Entries provided
***

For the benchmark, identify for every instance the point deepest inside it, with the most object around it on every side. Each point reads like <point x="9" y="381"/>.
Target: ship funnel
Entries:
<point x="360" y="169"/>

***

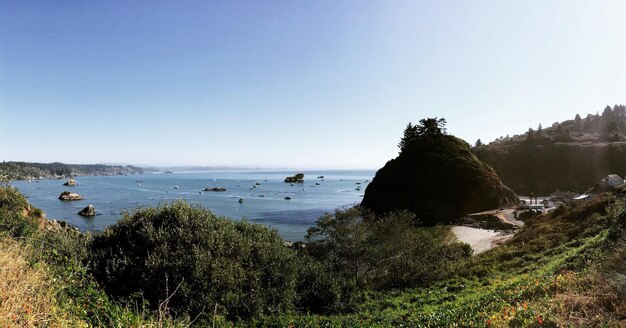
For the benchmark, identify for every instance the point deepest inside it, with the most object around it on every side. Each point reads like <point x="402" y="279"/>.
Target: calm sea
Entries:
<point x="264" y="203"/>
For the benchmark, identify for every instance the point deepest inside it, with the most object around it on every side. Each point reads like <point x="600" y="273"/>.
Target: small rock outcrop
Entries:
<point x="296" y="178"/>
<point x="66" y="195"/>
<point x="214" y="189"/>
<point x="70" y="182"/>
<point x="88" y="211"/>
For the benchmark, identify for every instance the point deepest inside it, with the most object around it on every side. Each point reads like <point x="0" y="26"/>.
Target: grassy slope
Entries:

***

Set task
Gather every line above that contains the word "most", matching its case exactly, and copy each of those lines in full.

Complete output
For the benchmark, identify for every instance the point deepest inside it, with the most object around it on every side. Each point reads like <point x="9" y="381"/>.
For the benchmark, identify for every instance the point deepest inside it, with the most object around it on every side. Each point reads like <point x="402" y="279"/>.
For the benchmark, identify for every instance the point deepest inside it, with the most object around it on every side. Each point reads like <point x="600" y="273"/>.
For the benchmark, identify for every instance the point deepest inside it, with the most object around it on every side. Each point reads like <point x="0" y="26"/>.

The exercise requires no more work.